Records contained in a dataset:
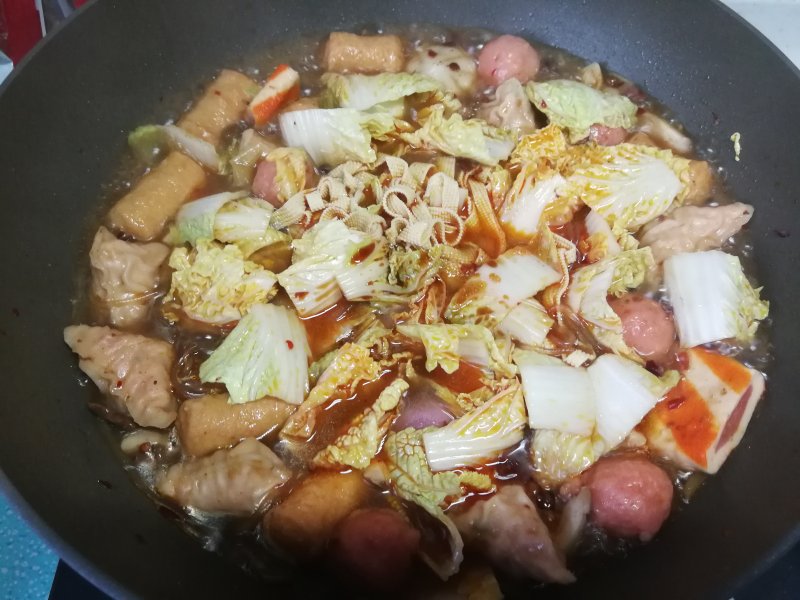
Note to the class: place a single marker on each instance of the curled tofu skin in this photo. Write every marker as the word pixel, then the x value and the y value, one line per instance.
pixel 132 369
pixel 351 53
pixel 233 481
pixel 210 423
pixel 144 211
pixel 125 276
pixel 511 533
pixel 694 229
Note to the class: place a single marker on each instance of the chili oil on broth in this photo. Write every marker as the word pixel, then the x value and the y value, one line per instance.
pixel 240 539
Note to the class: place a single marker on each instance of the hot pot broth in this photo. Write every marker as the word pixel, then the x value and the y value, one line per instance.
pixel 428 393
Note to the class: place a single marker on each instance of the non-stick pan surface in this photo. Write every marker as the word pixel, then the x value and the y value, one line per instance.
pixel 63 120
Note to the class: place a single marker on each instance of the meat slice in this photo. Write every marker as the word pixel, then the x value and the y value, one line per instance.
pixel 512 534
pixel 223 104
pixel 132 369
pixel 234 481
pixel 211 422
pixel 124 276
pixel 631 497
pixel 351 53
pixel 646 326
pixel 694 229
pixel 156 198
pixel 505 57
pixel 306 519
pixel 376 547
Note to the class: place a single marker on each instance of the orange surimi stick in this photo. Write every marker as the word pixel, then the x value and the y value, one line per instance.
pixel 704 417
pixel 283 86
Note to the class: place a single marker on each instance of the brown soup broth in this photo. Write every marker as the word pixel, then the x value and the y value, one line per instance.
pixel 240 539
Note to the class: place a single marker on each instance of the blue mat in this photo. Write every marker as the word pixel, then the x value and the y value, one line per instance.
pixel 27 564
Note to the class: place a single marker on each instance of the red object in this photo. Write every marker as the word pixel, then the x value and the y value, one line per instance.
pixel 23 27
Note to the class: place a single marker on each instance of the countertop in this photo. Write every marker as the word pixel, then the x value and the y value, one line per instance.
pixel 27 565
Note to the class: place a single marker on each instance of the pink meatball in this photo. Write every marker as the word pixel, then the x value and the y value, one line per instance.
pixel 376 546
pixel 422 408
pixel 646 326
pixel 508 57
pixel 631 497
pixel 607 136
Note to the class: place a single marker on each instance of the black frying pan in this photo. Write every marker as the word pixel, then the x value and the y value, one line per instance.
pixel 63 119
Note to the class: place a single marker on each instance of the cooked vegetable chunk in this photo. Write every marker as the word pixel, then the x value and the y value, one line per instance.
pixel 350 53
pixel 306 519
pixel 132 369
pixel 212 422
pixel 266 354
pixel 452 67
pixel 509 530
pixel 234 481
pixel 143 212
pixel 125 276
pixel 711 297
pixel 222 105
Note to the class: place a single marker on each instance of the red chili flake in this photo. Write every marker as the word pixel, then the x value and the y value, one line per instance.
pixel 674 403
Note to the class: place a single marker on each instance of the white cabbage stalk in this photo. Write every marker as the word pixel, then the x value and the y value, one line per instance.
pixel 624 394
pixel 559 456
pixel 479 435
pixel 245 223
pixel 446 345
pixel 591 285
pixel 195 220
pixel 576 106
pixel 334 136
pixel 319 256
pixel 528 323
pixel 464 138
pixel 557 396
pixel 628 185
pixel 602 243
pixel 523 209
pixel 362 92
pixel 711 298
pixel 229 217
pixel 266 354
pixel 215 284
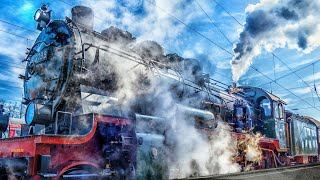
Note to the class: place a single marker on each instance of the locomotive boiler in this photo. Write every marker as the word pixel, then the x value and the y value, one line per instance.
pixel 92 109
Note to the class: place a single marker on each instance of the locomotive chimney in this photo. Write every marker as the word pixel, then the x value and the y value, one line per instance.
pixel 83 15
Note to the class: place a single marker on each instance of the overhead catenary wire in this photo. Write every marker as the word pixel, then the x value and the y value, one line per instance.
pixel 16 35
pixel 21 27
pixel 315 62
pixel 253 67
pixel 214 23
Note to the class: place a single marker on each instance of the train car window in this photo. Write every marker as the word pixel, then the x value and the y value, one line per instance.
pixel 281 111
pixel 276 110
pixel 266 106
pixel 216 109
pixel 239 112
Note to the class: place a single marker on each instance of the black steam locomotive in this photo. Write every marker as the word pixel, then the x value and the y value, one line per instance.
pixel 83 119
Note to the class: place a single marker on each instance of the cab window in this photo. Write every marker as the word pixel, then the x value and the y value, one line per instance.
pixel 281 111
pixel 266 106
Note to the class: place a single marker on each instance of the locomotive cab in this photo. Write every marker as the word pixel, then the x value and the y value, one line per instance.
pixel 269 112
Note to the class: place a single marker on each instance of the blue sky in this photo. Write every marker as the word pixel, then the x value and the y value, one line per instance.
pixel 148 22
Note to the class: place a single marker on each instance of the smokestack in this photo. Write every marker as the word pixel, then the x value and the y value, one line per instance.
pixel 83 15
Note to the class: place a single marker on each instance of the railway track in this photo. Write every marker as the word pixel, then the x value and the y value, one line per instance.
pixel 299 172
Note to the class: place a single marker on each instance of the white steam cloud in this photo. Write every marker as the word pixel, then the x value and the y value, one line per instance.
pixel 272 24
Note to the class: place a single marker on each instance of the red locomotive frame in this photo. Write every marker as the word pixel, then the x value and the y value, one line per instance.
pixel 66 152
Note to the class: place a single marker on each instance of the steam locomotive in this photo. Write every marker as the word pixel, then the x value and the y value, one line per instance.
pixel 82 122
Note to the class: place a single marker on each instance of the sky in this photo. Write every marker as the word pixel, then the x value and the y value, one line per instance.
pixel 181 27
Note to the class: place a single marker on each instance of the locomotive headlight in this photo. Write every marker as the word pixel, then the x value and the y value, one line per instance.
pixel 30 113
pixel 37 15
pixel 42 16
pixel 38 114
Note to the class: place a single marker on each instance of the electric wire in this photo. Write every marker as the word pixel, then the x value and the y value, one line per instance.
pixel 19 26
pixel 253 67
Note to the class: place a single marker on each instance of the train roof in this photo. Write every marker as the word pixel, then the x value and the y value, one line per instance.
pixel 316 122
pixel 270 95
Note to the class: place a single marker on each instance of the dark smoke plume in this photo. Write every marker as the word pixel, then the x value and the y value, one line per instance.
pixel 272 24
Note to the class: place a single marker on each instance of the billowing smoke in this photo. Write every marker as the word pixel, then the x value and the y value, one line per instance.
pixel 272 24
pixel 142 89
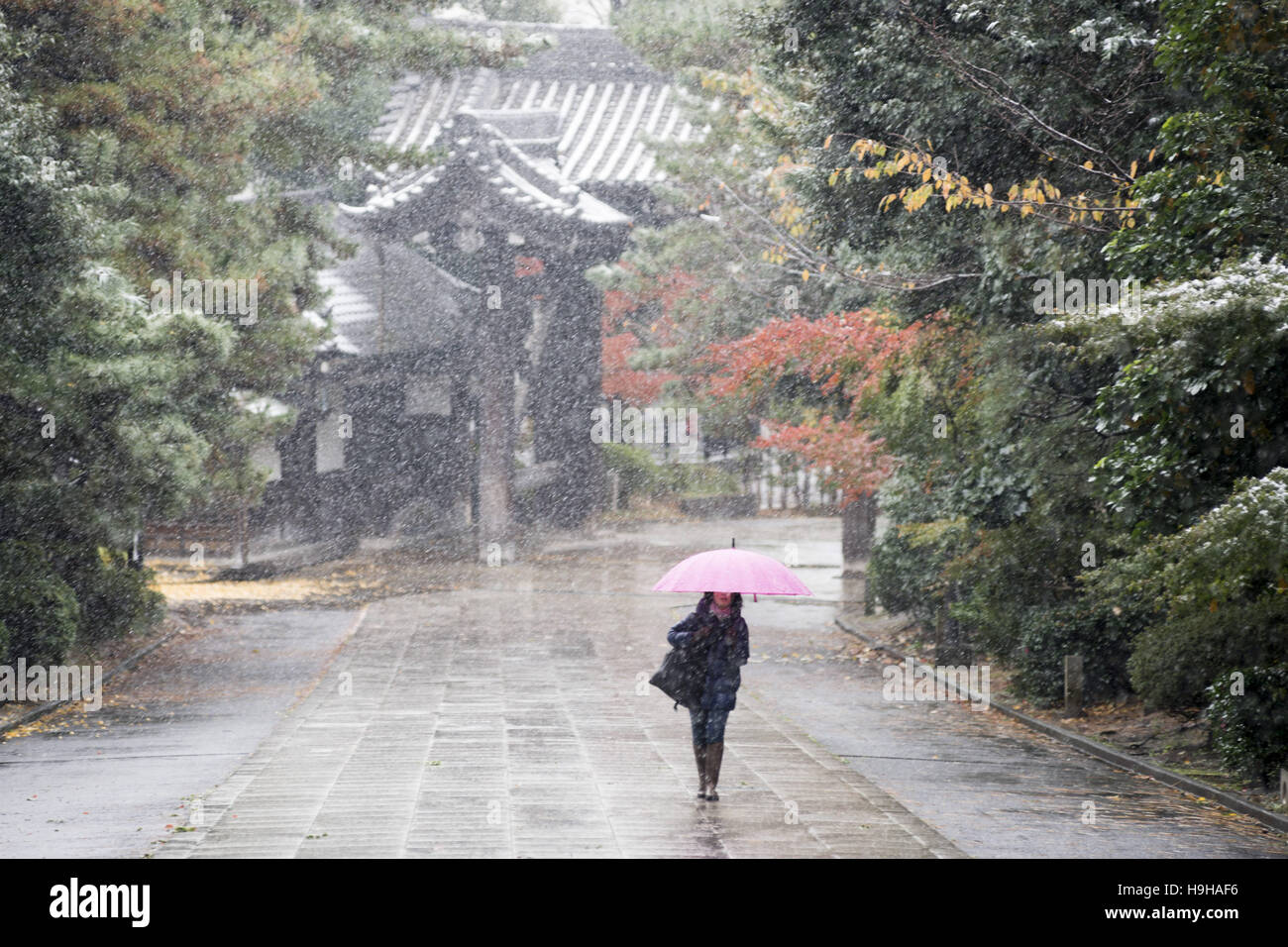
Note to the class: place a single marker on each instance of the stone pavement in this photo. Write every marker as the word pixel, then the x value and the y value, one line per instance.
pixel 505 712
pixel 514 722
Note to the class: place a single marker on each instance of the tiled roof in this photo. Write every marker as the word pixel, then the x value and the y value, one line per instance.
pixel 609 106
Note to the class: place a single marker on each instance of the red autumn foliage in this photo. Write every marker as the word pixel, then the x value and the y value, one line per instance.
pixel 842 352
pixel 660 295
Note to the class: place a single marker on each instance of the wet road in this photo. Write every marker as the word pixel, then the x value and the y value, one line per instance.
pixel 509 718
pixel 107 784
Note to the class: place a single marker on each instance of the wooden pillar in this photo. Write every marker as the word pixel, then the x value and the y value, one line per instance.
pixel 496 352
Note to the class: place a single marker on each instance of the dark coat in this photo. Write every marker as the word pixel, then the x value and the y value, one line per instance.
pixel 729 650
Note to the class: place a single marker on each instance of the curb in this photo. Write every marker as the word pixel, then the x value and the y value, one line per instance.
pixel 37 712
pixel 1120 759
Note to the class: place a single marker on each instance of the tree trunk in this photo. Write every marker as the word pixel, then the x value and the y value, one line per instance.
pixel 858 527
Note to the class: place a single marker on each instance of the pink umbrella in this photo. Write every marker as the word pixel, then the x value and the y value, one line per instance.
pixel 732 570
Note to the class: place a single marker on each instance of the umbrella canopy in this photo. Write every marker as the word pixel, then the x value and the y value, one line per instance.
pixel 732 570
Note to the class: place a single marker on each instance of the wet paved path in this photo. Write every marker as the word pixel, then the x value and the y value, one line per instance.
pixel 510 716
pixel 106 784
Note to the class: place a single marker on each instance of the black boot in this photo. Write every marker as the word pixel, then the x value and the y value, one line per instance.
pixel 715 751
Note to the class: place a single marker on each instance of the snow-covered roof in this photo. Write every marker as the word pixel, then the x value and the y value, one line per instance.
pixel 610 106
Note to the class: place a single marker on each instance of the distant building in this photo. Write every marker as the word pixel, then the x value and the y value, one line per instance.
pixel 464 325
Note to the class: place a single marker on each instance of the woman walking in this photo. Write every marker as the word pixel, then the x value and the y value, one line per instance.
pixel 716 624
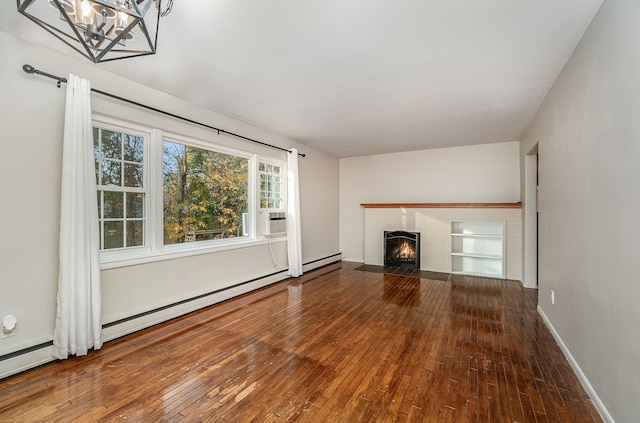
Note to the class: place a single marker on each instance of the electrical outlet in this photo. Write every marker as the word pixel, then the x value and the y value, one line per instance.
pixel 8 327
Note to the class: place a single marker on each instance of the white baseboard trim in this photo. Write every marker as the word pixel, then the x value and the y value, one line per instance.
pixel 128 326
pixel 604 413
pixel 26 361
pixel 29 358
pixel 353 260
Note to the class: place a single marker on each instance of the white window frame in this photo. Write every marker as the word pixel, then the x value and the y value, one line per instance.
pixel 283 166
pixel 154 248
pixel 180 139
pixel 114 125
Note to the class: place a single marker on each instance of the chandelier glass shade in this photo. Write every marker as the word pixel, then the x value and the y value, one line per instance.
pixel 100 30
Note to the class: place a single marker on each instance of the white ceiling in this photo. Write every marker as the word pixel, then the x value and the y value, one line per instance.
pixel 360 77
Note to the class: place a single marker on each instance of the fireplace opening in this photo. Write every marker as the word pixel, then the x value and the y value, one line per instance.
pixel 402 249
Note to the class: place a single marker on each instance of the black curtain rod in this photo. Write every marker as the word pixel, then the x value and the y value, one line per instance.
pixel 31 69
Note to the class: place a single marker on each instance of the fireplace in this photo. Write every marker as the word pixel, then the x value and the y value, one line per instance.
pixel 402 249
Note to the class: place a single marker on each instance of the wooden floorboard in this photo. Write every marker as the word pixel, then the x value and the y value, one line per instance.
pixel 335 345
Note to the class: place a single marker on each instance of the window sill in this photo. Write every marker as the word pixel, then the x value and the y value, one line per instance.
pixel 168 254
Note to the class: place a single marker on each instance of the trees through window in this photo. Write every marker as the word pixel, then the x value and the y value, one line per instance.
pixel 193 194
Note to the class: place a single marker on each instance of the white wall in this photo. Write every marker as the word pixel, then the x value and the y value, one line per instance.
pixel 588 133
pixel 487 173
pixel 31 111
pixel 434 225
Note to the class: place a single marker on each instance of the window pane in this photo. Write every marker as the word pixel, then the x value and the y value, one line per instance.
pixel 271 187
pixel 113 205
pixel 99 204
pixel 205 194
pixel 135 205
pixel 135 236
pixel 111 172
pixel 111 145
pixel 133 148
pixel 132 175
pixel 113 235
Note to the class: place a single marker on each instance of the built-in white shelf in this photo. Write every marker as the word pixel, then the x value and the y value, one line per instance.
pixel 477 248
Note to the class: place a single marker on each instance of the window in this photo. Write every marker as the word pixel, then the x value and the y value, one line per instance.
pixel 271 186
pixel 205 194
pixel 121 188
pixel 161 195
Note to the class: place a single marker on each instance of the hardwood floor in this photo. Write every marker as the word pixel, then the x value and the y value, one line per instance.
pixel 337 344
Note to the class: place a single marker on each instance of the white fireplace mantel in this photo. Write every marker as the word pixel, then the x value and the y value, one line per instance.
pixel 433 221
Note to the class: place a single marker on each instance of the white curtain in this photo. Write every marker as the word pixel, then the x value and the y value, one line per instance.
pixel 294 244
pixel 78 320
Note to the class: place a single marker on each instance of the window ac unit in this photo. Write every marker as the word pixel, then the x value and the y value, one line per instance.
pixel 275 223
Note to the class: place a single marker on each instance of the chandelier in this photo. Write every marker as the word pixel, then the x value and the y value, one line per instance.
pixel 100 30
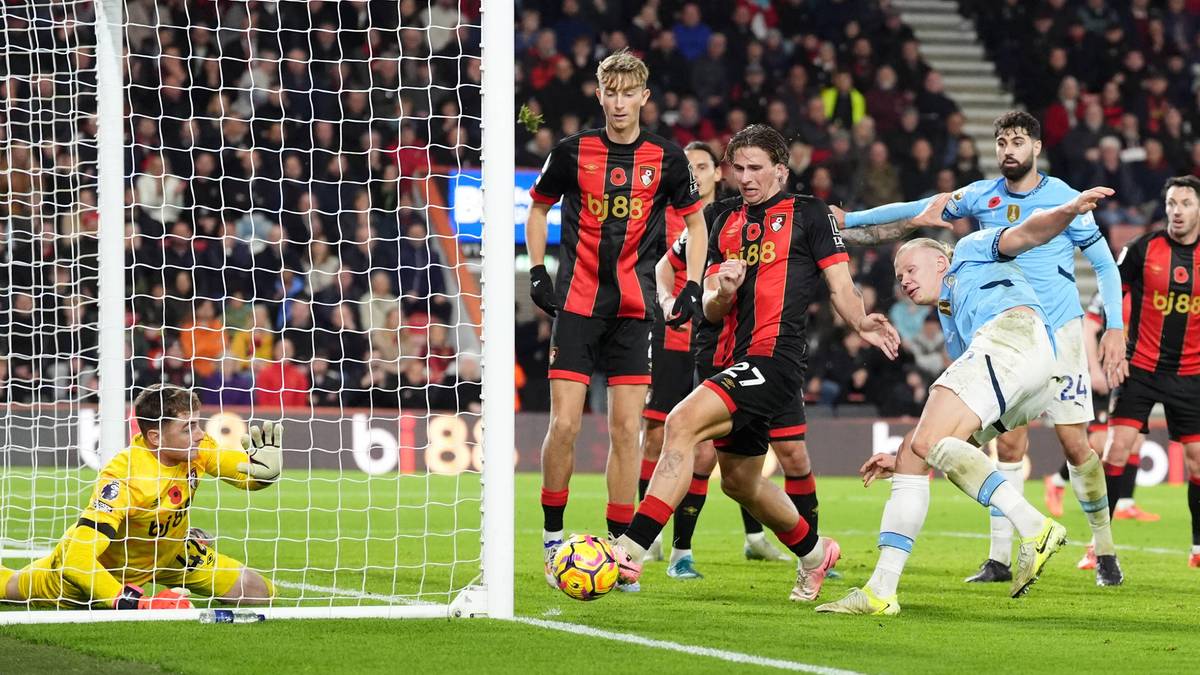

**SHORT TASK**
Write out the lines from the one containing "the white steam" through the one containing "pixel 66 152" again, switching "marker" to "dot" and leaving everything else unchanged.

**THE ANSWER**
Note to the class: place a single dot on each instance of the white steam cloud in this photo. Write every dot as the word pixel, then the x value and the y value, one line per instance.
pixel 272 24
Note to the class: place a single dot on each instance of the red locomotive frame in this photo. Write every dot as the word pixel, then the x value and the y value, one line per instance.
pixel 66 152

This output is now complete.